• _TEXT SEGMENT_:
· · ·
Eros, then, begins in excess, not lack. The unground does not react to a desired object in its erotic encounter with Sophia, but produces one. Sophia does not initially have persuasive power over the unground. A letting be happens, by which Sophia becomes luminous with vision, which anticipates the divine fiat for creation. Sophia can offer the unground the opportunity for something better than [GERMAN].

And here I draw on Meister Eckhart's term for God's seclusion and self-sufficiency, untranslatable term-- [GERMAN]. Sophia offers the underground something better than [GERMAN], something better than the immovable serenity of infinity, only because the unground allows the drive for manifestation to awaken it from the slumber of eternity.

Most importantly, the arousal of drive in the otherwise impassable unground, which ensues from the sophianic encounter is, according to Boehme, not a diminishment of divinity, but the very origin of the living God. The unground that wills nothing is less than God. Life, Boehme is saying in so many words, with all of its contradictions and risks, is better than an eternal stillness in which nothing can occur. Nothing can suffer in the undifferentiated infinite, but nothing can grow there either. Sophia, then, gives God something to desire and thus introduces desire, as such, into being with all of its consequences, movement, suffering, struggle, and growth.

And in the interest of building on this notion of, all life is suffering, I shall not subject you to a special kind of suffering. We shall read a passage of Jakob Boehme, whom Cyril O'Regan called, quite simply, the most difficult read in the history of Western thought. This passage is from Boehme's-- it's one of Boehme's many descriptions of Sophia it's taken from a 1619 book The Three Principles of the Divine Essence.

"Now see the lily, Sophia, thou noble mind, full of anguish and afflictions of this world. Now, the virgin is present before God and inclines herself to the spirit from which the virtue proceeds, out of which she, the chaste virgin, is. This is now God's companion to the honor and joy of God. The same appears or discovers herself in the eternal wonders of God.
· · ·
• _RECORDS SUPPLIED_:
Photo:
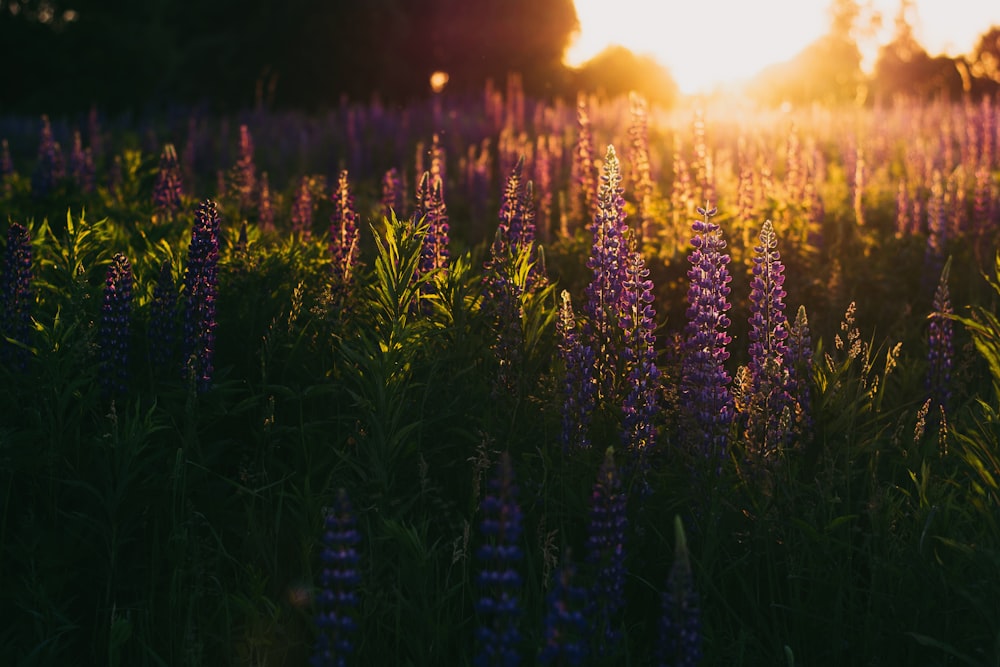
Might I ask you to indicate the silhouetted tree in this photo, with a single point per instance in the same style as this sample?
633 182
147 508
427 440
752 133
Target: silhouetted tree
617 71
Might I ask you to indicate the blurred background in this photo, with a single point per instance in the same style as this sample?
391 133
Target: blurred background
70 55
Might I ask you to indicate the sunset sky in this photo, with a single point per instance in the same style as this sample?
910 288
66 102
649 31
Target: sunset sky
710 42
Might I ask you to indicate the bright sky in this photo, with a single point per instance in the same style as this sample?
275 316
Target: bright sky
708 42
· · ·
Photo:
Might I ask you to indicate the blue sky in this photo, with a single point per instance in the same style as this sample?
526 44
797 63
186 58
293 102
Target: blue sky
· · ·
• _OBJECTIVES_:
[1] Answer these about the Boehme and Sophia text, one per line:
(a) According to Boehme, what is the arousal of drive in the unground said to be the very origin of?
(b) Who called Boehme the most difficult read in the history of Western thought?
(c) From which book, and from what year, is the quoted passage on Sophia taken?
[2] Reproduce from the Boehme and Sophia text, verbatim, the part that opens with the words containing "And in the interest" and closes with "wonders of God.".
[3] Write what comes next in the Boehme and Sophia text, beginning right after its final sentence.

• _RESPONSES TO THE TASKS_:
[1]
(a) The living God.
(b) Cyril O'Regan.
(c) The Three Principles of the Divine Essence, 1619.

[2]
And in the interest of building on this notion of, all life is suffering, I shall not subject you to a special kind of suffering. We shall read a passage of Jakob Boehme, whom Cyril O'Regan called, quite simply, the most difficult read in the history of Western thought. This passage is from Boehme's-- it's one of Boehme's many descriptions of Sophia it's taken from a 1619 book The Three Principles of the Divine Essence.

"Now see the lily, Sophia, thou noble mind, full of anguish and afflictions of this world. Now, the virgin is present before God and inclines herself to the spirit from which the virtue proceeds, out of which she, the chaste virgin, is. This is now God's companion to the honor and joy of God. The same appears or discovers herself in the eternal wonders of God.

[3]
In the discovery, she becomes longing after the wonders in the eternal wisdom, which yet is herself. And thus she longs in herself, and her longing is the eternal essences, which attract the holy virtue to her, and the fiat creates them so that they stand in a substance. And she is a virgin and never generates anything, neither takes anything into her. Her inclination stands in the Holy Ghost, who goes forth from God and attracts nothing to him, but moves before God and is the blossom of the growth.

And in this discovery, there go forth, out of the eternal element, colors, arts, and virtues, and the sprouts of the lily of God at which the deity continually rejoices itself in the virgin of the wisdom. And that joy goes forth out of the eternal essences that is called paradise, in regard of the sharpness of the generating of the pleasant fruit of the lily infinitely, where, then, the essences of the lily spring up in wonders in many thousands, thousands without number, of which you have a similitude in the Earth."

It should be evident that, for Boehme, feminine passivity and receptivity is as divine as masculine activity and agency. And second, the qualities of the sensible order-- in this passage, the eternal elements-- colors, arts, and virtues-- these qualities traditionally associated with matter, finitude, becoming, limitation, and imperfection-- are sourced to God.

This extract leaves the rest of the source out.